:: Exercise prompt ::
Reproduce every one of the rows below verbatim, leaving each line unchanged.

--- Raw data ---

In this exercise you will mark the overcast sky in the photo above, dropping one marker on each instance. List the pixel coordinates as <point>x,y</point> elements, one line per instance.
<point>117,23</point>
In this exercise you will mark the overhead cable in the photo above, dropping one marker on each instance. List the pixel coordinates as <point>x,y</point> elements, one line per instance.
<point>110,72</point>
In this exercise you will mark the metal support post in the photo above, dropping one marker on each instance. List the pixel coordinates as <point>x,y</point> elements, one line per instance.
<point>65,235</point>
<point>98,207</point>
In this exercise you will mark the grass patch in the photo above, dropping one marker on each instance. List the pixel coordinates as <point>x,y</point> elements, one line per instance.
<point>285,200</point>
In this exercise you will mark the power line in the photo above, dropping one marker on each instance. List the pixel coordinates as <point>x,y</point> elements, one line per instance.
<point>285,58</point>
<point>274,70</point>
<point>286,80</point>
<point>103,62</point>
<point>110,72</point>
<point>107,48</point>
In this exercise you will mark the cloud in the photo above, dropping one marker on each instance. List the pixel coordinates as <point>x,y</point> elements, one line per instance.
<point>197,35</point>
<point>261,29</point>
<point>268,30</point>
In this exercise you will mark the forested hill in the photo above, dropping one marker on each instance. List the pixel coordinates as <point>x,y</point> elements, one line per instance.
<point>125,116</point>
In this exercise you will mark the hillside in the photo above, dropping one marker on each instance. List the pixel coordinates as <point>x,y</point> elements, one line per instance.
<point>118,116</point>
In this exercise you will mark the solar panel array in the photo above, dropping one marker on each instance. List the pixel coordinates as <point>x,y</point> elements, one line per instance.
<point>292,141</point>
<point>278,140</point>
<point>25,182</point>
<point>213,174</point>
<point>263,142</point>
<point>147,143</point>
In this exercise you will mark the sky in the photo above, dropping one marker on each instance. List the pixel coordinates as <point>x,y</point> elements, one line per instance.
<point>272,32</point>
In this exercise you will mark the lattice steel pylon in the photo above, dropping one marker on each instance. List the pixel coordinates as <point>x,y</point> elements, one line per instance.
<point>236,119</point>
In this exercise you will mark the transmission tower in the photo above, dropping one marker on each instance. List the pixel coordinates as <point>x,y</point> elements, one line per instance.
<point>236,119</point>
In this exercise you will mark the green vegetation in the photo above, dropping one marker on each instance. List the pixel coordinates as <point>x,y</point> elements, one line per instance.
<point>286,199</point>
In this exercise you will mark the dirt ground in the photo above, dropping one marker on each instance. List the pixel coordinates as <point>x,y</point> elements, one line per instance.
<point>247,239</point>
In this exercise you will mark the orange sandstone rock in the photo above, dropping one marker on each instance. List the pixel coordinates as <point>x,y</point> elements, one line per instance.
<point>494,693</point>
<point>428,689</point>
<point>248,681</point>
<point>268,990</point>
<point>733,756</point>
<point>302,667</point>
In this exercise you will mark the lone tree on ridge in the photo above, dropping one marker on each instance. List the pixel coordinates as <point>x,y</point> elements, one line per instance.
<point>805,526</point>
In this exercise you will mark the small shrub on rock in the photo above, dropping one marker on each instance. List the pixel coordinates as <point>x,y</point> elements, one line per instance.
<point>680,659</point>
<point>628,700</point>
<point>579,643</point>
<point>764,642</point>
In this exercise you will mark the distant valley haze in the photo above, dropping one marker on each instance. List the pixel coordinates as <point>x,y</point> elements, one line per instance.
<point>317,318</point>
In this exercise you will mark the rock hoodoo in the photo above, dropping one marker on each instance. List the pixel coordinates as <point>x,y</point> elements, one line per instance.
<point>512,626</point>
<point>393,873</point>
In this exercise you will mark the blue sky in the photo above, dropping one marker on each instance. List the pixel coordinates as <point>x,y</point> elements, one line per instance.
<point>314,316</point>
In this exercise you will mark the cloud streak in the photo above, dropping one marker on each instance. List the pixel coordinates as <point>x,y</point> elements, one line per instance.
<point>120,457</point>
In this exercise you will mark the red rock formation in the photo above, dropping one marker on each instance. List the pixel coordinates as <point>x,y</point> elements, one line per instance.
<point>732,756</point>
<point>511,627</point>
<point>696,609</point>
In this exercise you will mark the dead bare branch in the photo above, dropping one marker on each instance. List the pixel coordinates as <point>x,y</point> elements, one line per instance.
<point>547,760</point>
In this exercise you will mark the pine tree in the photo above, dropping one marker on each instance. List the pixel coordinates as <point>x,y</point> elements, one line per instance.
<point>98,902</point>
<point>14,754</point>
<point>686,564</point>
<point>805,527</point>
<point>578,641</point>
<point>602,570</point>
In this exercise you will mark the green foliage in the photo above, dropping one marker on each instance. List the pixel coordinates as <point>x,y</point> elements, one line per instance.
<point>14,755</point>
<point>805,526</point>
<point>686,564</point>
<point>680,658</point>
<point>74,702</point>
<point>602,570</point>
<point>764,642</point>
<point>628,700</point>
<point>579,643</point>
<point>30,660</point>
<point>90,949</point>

---

:: Final answer ::
In this exercise you will mark the overcast sky in the photo above, dropping one marker on each instance. List the pixel coordinates as <point>x,y</point> elements, one line per instance.
<point>117,23</point>
In this exercise you will mark the overhead cable in the photo above, dropping one marker on each instance. List the pixel coordinates as <point>x,y</point> elements, one line per instance.
<point>110,72</point>
In this exercise you will mark the metal support post in the photo above, dropping one marker on each instance. List the pixel coordinates as <point>x,y</point> elements, one line per instance.
<point>65,235</point>
<point>98,207</point>
In this exercise you will mark the grass patch in the photo above, dropping one marker on each instance. List the pixel coordinates as <point>x,y</point> elements, one line per instance.
<point>285,200</point>
In this exercise you will mark the power line in the photo above, dropping one marker on each instance. List the pixel coordinates as <point>x,y</point> elements, one line per instance.
<point>285,58</point>
<point>274,70</point>
<point>286,80</point>
<point>103,62</point>
<point>110,72</point>
<point>107,48</point>
In this exercise you will mark the cloud in the photo above, dropping one marker on each instance. List the pixel coordinates as <point>x,y</point> elements, one line per instance.
<point>197,35</point>
<point>261,29</point>
<point>268,30</point>
In this exercise you will mark the forested hill in the photo above, dropping one marker on each instance. List the pixel coordinates as <point>x,y</point> elements, one line per instance.
<point>125,116</point>
In this exercise you will mark the hillside in the photo above, dropping one marker on each instance. List the pixel coordinates as <point>x,y</point> elements, one line per instance.
<point>118,116</point>
In this exercise you will mark the solar panel array in the photo above, dropping one marker on each instance. List the pixel coordinates as <point>x,y</point> elements, one line per instance.
<point>292,141</point>
<point>278,140</point>
<point>25,182</point>
<point>213,174</point>
<point>263,142</point>
<point>147,143</point>
In this exercise you will mark the sky in the photo above, dropping one marker on each instance. List the pixel coordinates as <point>x,y</point> elements, one line per instance.
<point>272,32</point>
In this exercise you will mark the lattice steel pylon in the photo above, dropping one marker on each instance. List the pixel coordinates as <point>x,y</point> elements, one line per instance.
<point>236,119</point>
In this exercise you will mark the transmission tower in the photo above, dropping one marker on each instance. List the pixel coordinates as <point>x,y</point> elements, one line per instance.
<point>236,119</point>
In this exercise you will mark the green vegetation in the photo above, dropping one marker on each instance. List the pixel coordinates as <point>x,y</point> elements, one line per instance.
<point>286,199</point>
In this exercise you will mark the dirt ground in the photo above, dropping one marker on each instance. List the pixel coordinates as <point>x,y</point> elements, one line per instance.
<point>247,239</point>
In this exercise you will mark the orange sandstone rock in the photo above, dropping one marker on each instance. List the pixel coordinates as <point>x,y</point> elements, one line per instance.
<point>494,693</point>
<point>428,689</point>
<point>248,681</point>
<point>268,990</point>
<point>733,756</point>
<point>302,667</point>
In this exercise you will mark the lone tree on ridge in the photo above, dropping one marker on each instance. List the pixel coordinates as <point>x,y</point> elements, one line per instance.
<point>805,526</point>
In this exercise you will mark the small shrub on rock in the photo above, dropping one marker on each instance. List the pixel coordinates as <point>x,y</point> elements, one line per instance.
<point>680,659</point>
<point>628,700</point>
<point>579,643</point>
<point>764,642</point>
In this exercise you will mark the distant valley haze in the photo above, dropping one marker on each instance. List the pixel coordinates as <point>x,y</point> elements, one line per instance.
<point>317,318</point>
In this exercise you will mark the rock hoodoo in the photo above, dropping one marker on each instance. List the pixel coordinates as <point>x,y</point> elements, one line per instance.
<point>512,626</point>
<point>393,873</point>
In this exercise you will mark the blue sky in the photo above, dropping one marker on each instance. List the pixel coordinates as <point>x,y</point> elements, one line per instance.
<point>314,316</point>
In this exercise you will mark the cloud streak in the photo above, dropping one marker on each instance. List the pixel coordinates as <point>x,y</point> elements, one line per instance.
<point>120,457</point>
In this exercise you will mark the red rock formation in the photo above, dropping one marker on each instance. List the pixel coordinates as <point>x,y</point> elements, one line per instance.
<point>732,756</point>
<point>511,627</point>
<point>696,609</point>
In this exercise you will mark the dead bare branch in the photo above, dropping one marker on each instance. List the pixel coordinates as <point>x,y</point> elements, one line per instance.
<point>547,760</point>
In this exercise you will mark the pine tree in the photo above, dropping one marker on each instance. List the pixel coordinates as <point>x,y</point> elements, one line per instance.
<point>98,902</point>
<point>14,754</point>
<point>686,564</point>
<point>805,527</point>
<point>578,641</point>
<point>602,570</point>
In this exercise you will mark the green foliage in the photo above, dropping one marker on each instance. List the pixel coordinates as <point>x,y</point> elements, one line per instance.
<point>14,755</point>
<point>805,526</point>
<point>686,564</point>
<point>680,658</point>
<point>74,702</point>
<point>602,570</point>
<point>764,642</point>
<point>628,700</point>
<point>579,643</point>
<point>30,660</point>
<point>90,949</point>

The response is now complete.